_AIM:_ Please print every one of the following rows word for word. Leave the pictures out of your output.

_RECORD EXTRACTS:_
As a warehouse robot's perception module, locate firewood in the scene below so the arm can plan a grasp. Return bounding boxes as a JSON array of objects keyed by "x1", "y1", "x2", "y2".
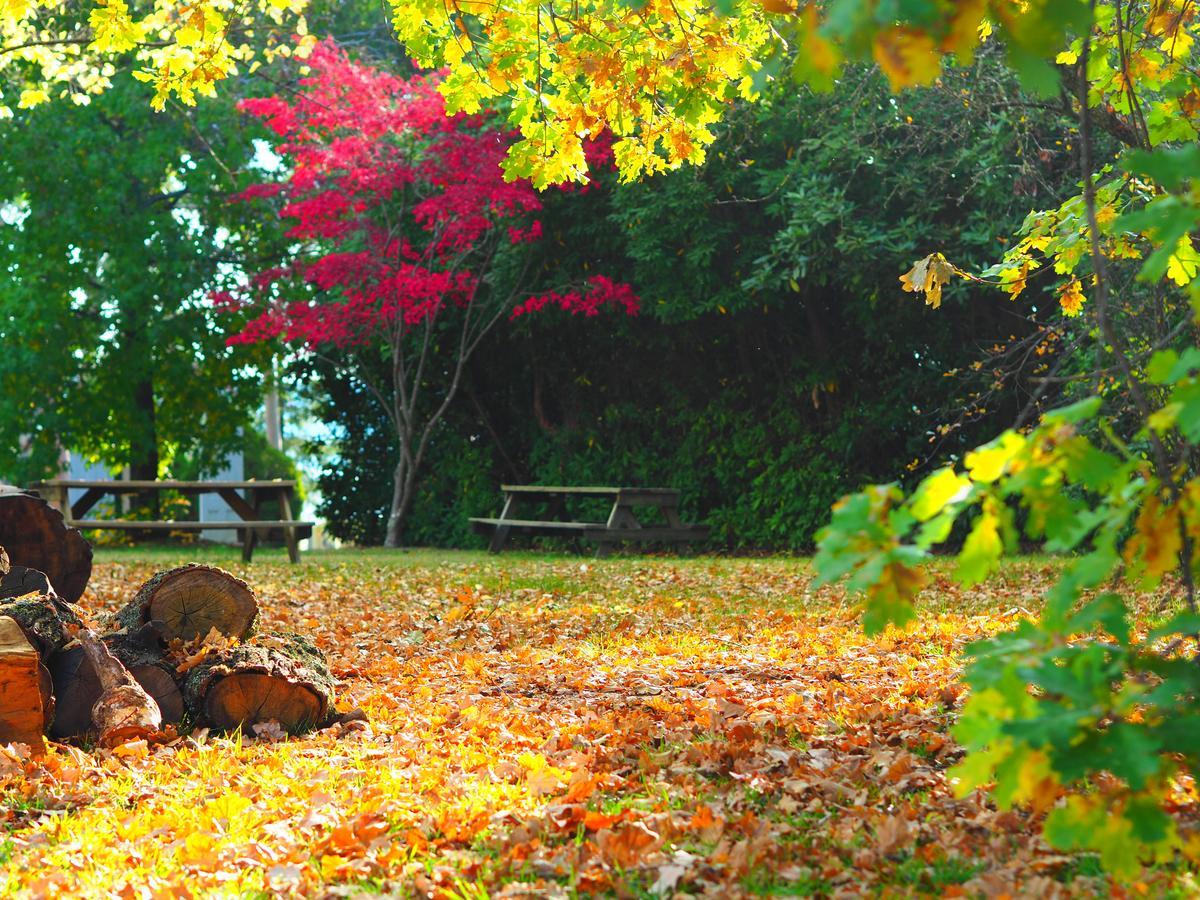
[
  {"x1": 72, "y1": 626, "x2": 162, "y2": 746},
  {"x1": 184, "y1": 634, "x2": 336, "y2": 734},
  {"x1": 114, "y1": 563, "x2": 258, "y2": 641},
  {"x1": 0, "y1": 491, "x2": 91, "y2": 604},
  {"x1": 50, "y1": 635, "x2": 184, "y2": 740},
  {"x1": 0, "y1": 616, "x2": 54, "y2": 755},
  {"x1": 0, "y1": 565, "x2": 54, "y2": 601}
]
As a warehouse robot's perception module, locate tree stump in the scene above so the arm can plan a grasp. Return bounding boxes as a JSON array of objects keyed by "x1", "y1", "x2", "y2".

_SOLUTION TO THE PROBLEM:_
As a warehouse robot's perception module, locate firewood in the scene below so the arm can plan a grasp. Return bounding boxes as a JSON array of objects keyed by "x1", "y1", "x2", "y2".
[
  {"x1": 72, "y1": 626, "x2": 162, "y2": 746},
  {"x1": 184, "y1": 634, "x2": 336, "y2": 734},
  {"x1": 114, "y1": 563, "x2": 258, "y2": 641},
  {"x1": 0, "y1": 491, "x2": 91, "y2": 604},
  {"x1": 50, "y1": 635, "x2": 184, "y2": 740},
  {"x1": 0, "y1": 616, "x2": 54, "y2": 755},
  {"x1": 0, "y1": 565, "x2": 54, "y2": 601}
]
As a warehouse robot's perception module, locate tree stump in the scene above so the arm can plan a grasp. Return bounding boxes as a JSON array of objects keyed by "x1", "y1", "x2", "y2".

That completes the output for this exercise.